# EXERCISE TASKS
[A] Please repeat the part of the Yaghan text that opens with the words containing "The Fuegians Darwin" and closes with "land and sea.".
[B] Answer these questions from the Yaghan text:
(i) About how many Fuegians were still living a nomadic life in the mid-19th century?
(ii) On what date did the last descendant of the Yaghans die?
(iii) What names did Cristina Calderón's parents take?
═══ SUPPLIED TEXT
The Fuegians Darwin described with such astonishment were members of four nomadic groups who have inhabited Tierra del Fuego and the surrounding islands for more than 7,000 years.  In the mid-19th century, there were an estimated 3,000 of them still living a nomadic life between land and sea.

Now the last descendant of one of these groups, the Yaghans, has died in Chile on 16 February 2022 at the age of 93.

Baptised by Anglican missionaries with the name of Cristina Calderón, at her birth on 24 May 1928 she was one of little more than a hundred Yaghans still living their traditional way of life, travelling between the southernmost islands in bark canoes, and living off seafood and any animals they could hunt.

Yagan, the ends of the world. Cristina Calderón, the last speaker of the Yagan language. Video: VisualArte Chile, 7 September 2013

Cristina was the daughter of Lanixweliskipa and her husband Akacexanincis, Yaghans who changed their names to Carmen Harban and Juan Calderón.
══════
═══ DATA TO EXAMINE
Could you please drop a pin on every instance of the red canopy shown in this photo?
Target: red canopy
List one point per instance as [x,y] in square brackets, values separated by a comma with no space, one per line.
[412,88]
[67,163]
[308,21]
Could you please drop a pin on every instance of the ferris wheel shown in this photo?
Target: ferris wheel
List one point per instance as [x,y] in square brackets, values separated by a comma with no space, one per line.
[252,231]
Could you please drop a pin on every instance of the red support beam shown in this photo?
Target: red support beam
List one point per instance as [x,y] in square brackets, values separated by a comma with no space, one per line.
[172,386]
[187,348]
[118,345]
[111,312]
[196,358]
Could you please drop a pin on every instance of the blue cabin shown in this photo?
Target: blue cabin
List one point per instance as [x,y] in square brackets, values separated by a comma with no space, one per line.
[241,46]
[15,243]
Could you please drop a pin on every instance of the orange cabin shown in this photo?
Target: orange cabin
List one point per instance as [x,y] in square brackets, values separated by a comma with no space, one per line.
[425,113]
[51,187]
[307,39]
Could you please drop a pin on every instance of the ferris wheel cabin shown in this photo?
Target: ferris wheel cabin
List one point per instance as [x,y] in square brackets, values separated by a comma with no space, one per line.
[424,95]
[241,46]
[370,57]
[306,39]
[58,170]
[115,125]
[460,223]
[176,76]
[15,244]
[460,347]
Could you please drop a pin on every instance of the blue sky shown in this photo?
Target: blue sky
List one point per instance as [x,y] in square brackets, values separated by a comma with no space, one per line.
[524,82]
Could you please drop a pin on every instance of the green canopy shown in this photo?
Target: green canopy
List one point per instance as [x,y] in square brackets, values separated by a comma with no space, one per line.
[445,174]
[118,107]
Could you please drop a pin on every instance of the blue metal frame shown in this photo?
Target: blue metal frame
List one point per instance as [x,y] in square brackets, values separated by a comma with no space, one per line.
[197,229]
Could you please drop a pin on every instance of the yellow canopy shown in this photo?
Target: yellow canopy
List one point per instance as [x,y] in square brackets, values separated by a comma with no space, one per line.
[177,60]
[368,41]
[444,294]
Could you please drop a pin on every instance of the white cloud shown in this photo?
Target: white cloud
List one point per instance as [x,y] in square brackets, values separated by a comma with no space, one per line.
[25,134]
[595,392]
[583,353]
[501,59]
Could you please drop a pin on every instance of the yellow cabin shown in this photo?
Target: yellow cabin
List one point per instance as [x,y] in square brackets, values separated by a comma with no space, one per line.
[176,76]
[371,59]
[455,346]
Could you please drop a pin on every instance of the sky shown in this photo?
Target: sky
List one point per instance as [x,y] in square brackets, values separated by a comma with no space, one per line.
══════
# SOLUTIONS TO THE PROBLEMS
[A]
The Fuegians Darwin described with such astonishment were members of four nomadic groups who have inhabited Tierra del Fuego and the surrounding islands for more than 7,000 years.  In the mid-19th century, there were an estimated 3,000 of them still living a nomadic life between land and sea.

[B]
(i) An estimated 3,000.
(ii) 16 February 2022.
(iii) Carmen Harban and Juan Calderón.